A breakthrough contribution of Edmonds is the Cobham–Edmonds thesis, defining the concept of polynomial time characterising the difference between a practical and an impractical algorithm (in modern terms, a tractable problem or intractable problem). Today, problems solvable in polynomial time are called the complexity class PTIME, or simply P. Another of Edmonds' earliest and most notable contributions is the blossom algorithm for constructing maximum matchings on graphs, discovered in 1961[1] and published in 1965.[2] This was the first polynomial-time algorithm for maximum matching in graphs. Its generalization to weighted graphs[3] was a conceptual breakthrough in the use of linear programming ideas in combinatorial optimization. It sealed in the importance of there being proofs, or "witnesses", that the answer for an instance is yes and there being proofs, or "witnesses", that the answer for an instance is no. In this blossom algorithm paper, Edmonds also characterizes feasible problems as those solvable in polynomial time; this is one of the origins of the Cobham–Edmonds thesis.[4]

Additional landmark work of Edmonds is in the area of matroids. He found a polyhedral description for all spanning trees of a graph, and more generally for all independent sets of a matroid.[5] Building on this, as a novel application of linear programming to discrete mathematics, he proved the matroid intersection theorem, a very general combinatorial min-max theorem[6][7] which, in modern terms, showed that the matroid intersection problem lay in both NP and co-NP.

Edmonds is well known for his theorems on max-weight branching algorithms[8] and packing edge-disjoint branchings[9] and his work with Richard Karp on faster flow algorithms. The Edmonds–Gallai decomposition theorem describes finite graphs from the point of view of matchings. He introduced polymatroids,[6] submodular flows with Richard Giles,[10] and the terms clutter and blocker in the study of hypergraphs.[1] A recurring theme in his work[11] is to seek algorithms whose time complexity is polynomially bounded by their input size and bit-complexity.[1]

Career[edit]

Edmonds graduated with a baccalaureate degree from George Washington University in 1958, and obtained a master's degree from the University of Maryland in 1959, with a thesis on the problem of embedding graphs into surfaces.

From 1959 to 1969 he worked at the National Institute of Standards and Technology (then the National Bureau of Standards), and was a founding member of Alan Goldman’s newly created Operations Research Section in 1961.

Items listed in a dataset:
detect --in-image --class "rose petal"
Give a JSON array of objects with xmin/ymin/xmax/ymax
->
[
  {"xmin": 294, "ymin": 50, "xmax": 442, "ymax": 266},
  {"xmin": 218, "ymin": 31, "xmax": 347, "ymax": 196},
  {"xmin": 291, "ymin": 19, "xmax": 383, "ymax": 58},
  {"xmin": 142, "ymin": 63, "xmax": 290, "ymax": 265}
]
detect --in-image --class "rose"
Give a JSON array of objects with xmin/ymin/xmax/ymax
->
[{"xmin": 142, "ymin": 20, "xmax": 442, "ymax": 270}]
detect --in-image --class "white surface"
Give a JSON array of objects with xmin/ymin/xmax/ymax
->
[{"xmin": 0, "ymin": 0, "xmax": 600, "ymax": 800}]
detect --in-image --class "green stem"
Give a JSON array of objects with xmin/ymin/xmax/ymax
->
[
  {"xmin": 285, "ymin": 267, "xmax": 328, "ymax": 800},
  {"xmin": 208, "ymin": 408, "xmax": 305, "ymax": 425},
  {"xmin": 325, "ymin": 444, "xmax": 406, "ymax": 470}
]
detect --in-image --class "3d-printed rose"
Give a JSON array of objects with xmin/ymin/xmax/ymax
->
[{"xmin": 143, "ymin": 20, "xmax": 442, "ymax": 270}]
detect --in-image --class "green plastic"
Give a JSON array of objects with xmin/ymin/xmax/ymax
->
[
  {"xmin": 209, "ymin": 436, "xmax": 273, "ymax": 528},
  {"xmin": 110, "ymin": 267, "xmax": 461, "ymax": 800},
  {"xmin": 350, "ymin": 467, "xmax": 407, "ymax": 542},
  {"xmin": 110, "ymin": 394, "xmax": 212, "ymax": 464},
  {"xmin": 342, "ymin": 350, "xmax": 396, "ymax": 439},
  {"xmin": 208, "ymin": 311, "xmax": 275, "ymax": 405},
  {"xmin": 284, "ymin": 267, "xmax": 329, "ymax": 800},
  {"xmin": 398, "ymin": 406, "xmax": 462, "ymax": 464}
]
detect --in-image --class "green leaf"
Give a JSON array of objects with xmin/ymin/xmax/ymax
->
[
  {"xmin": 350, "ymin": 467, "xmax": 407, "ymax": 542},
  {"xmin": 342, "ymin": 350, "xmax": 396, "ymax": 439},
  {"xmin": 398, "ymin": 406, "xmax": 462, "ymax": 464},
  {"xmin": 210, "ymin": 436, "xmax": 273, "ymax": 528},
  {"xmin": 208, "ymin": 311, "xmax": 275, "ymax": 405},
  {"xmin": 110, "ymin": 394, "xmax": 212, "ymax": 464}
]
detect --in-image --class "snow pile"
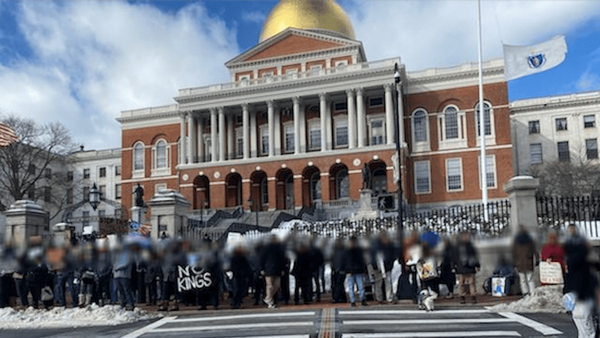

- **Job A**
Answer these from the Edmonds passage, one line each:
(i) In what year was the blossom algorithm published?
(ii) Which university granted Edmonds his master's degree, and in what year?
(iii) With whom did Edmonds introduce submodular flows?
- **Job B**
Pick up the Edmonds passage after its final sentence and keep writing it.

- **Exercise response A**
(i) 1965
(ii) The University of Maryland, in 1959
(iii) Richard Giles

- **Exercise response B**
From 1969 on, with the exception of 1991–1993, he held a faculty position at the Department of Combinatorics and Optimization at the University of Waterloo's Faculty of Mathematics. He supervised the doctoral work of a dozen students in this time.

From 1991 to 1993, he was involved in a dispute ("the Edmonds affair") with the University of Waterloo,[12][13] wherein the university claimed that a letter submitted constituted a letter of resignation, which Edmonds denied.[14] The conflict was resolved in 1993, and he returned to the university.

Edmonds retired in 1999. The fifth Aussois Workshop on Combinatorial Optimization in 2001 was dedicated to him.[7]

Personal life[edit]

Jack's son Jeff Edmonds is a professor of computer science at York University, and his wife Kathie Cameron is a professor of mathematics at Laurier University.

See also[edit]

References[edit]

  1. ^ a b c Edmonds, Jack (1991), "A glimpse of heaven", in J.K. Lenstra; A.H.G. Rinnooy Kan; A. Schrijver, ed., History of Mathematical Programming – A Collection of Personal Reminiscences, CWI, Amsterdam and North-Holland, Amsterdam, pp. 32–54CS1 maint: Extra text: editors list (link)
  2. ^ Edmonds, Jack (1965). "Paths, trees, and flowers". Can. J. Math. 17: 449–467. doi:10.4153/CJM-1965-045-4.
  3. ^ Edmonds, Jack (1965). "Maximum matching and a polyhedron with 0,1-vertices". Journal of Research of the National Bureau of Standards Section B. 69: 125–130.
  4. ^ Meurant, Gerard (2014). Algorithms and Complexity. p. p. 4. ISBN 978-0-08093391-7. A problem is said to be feasible if it can be solved in polynomial time (as stated for the first time in Edmonds [26] [1965, Paths, trees, and flowers])).
  5. ^ Edmonds, Jack (1971). "Matroids and the greedy algorithm". Math. Programming (Princeton Symposium Math. Prog. 1967). 1: 127–136.
  6. ^ a b Edmonds, Jack (1970), "Submodular functions, matroids, and certain polyhedra", in R. Guy; H. Hanam; N. Sauer; J. Schonheim, Combinatorial structures and their applications (Proc. 1969 Calgary Conference), Gordon and Breach, New York, pp. 69–87.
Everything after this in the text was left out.